◆ Given instruction a:
Reproduce the part of the Klaus-Michael Kühne text that opens with the words "Klaus-Michael Kühne (born" and closes with "company in 1996.".
** begin Source excerpt **
Klaus-Michael Kühne (born 2 June 1937) is a German billionaire businessman. As of October 2021, the Bloomberg Billionaires Index estimated Kühne's net worth to be US$36.2 billion, making him the richest person in Germany. He is the honorary chairman and majority owner (53.3%) of the international transport company Kühne + Nagel, co-founded by his grandfather, August Kühne (1855–1932).

Career 
In 1963, he joined his father Alfred Kühne (1895–1981) as a junior partner at Kühne + Nagel. He has lived in Switzerland since 1975 in the city of Schindellegi, the location of the Kühne + Nagel headquarters. He became CEO of the company in 1996.

He also runs Kuhne Holding AG. In 2016, the company acquired 20% of VTG, a rail logistics company. In April 2020, Kühne upped his stake in shipping company Hapag-Lloyd to 30%, having previously owned 26% of the business, making him the largest shareholder.
** end Source excerpt **
◆ Given instruction b:
Select every line of the listing that holds the word "pharmacy", treating uppercase and lowercase letters as different.
** begin Task input **
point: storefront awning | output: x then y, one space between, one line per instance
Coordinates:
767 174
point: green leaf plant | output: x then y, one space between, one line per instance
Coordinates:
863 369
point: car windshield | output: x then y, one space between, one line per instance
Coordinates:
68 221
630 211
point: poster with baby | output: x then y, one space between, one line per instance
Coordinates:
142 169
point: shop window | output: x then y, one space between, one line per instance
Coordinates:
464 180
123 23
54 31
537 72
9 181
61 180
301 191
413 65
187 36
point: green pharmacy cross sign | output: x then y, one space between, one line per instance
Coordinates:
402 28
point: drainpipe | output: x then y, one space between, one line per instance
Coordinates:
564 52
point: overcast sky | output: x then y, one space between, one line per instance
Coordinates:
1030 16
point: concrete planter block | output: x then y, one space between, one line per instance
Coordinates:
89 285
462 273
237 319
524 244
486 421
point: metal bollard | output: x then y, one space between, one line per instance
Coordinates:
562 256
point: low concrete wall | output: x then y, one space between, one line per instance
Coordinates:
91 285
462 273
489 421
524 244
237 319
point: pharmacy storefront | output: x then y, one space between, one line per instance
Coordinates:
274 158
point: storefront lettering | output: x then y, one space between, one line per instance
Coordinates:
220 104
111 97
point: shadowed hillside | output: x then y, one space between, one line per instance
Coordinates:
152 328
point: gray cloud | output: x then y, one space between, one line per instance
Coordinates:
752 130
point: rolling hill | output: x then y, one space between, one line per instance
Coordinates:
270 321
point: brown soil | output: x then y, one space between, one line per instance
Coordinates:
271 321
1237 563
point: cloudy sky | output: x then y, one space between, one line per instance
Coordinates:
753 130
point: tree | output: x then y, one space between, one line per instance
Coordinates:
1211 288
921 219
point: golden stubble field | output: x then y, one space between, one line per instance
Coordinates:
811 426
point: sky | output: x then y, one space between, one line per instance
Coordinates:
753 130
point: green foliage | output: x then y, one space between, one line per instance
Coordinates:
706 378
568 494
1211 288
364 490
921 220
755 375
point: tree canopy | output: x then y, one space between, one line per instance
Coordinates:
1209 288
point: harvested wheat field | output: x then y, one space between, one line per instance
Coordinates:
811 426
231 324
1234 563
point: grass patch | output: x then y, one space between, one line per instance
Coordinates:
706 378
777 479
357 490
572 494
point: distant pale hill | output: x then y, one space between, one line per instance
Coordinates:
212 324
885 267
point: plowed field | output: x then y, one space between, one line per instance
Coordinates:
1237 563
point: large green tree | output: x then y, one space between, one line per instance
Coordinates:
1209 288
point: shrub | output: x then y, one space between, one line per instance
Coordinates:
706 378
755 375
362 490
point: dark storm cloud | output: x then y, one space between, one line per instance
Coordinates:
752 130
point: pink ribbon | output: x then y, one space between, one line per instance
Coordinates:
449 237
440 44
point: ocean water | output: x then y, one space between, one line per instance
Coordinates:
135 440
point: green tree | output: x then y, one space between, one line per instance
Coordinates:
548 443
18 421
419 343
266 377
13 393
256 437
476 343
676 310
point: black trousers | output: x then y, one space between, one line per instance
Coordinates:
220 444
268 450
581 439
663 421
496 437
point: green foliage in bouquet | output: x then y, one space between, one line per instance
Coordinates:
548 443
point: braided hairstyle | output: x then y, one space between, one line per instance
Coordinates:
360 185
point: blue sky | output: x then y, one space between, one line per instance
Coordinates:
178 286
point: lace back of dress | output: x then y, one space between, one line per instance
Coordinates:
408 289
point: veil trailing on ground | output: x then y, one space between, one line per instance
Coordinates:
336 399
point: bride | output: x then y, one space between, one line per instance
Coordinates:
** end Task input **
◆ Written response a:
Klaus-Michael Kühne (born 2 June 1937) is a German billionaire businessman. As of October 2021, the Bloomberg Billionaires Index estimated Kühne's net worth to be US$36.2 billion, making him the richest person in Germany. He is the honorary chairman and majority owner (53.3%) of the international transport company Kühne + Nagel, co-founded by his grandfather, August Kühne (1855–1932).

Career 
In 1963, he joined his father Alfred Kühne (1895–1981) as a junior partner at Kühne + Nagel. He has lived in Switzerland since 1975 in the city of Schindellegi, the location of the Kühne + Nagel headquarters. He became CEO of the company in 1996.

◆ Written response b:
point: green pharmacy cross sign | output: x then y, one space between, one line per instance
point: pharmacy storefront | output: x then y, one space between, one line per instance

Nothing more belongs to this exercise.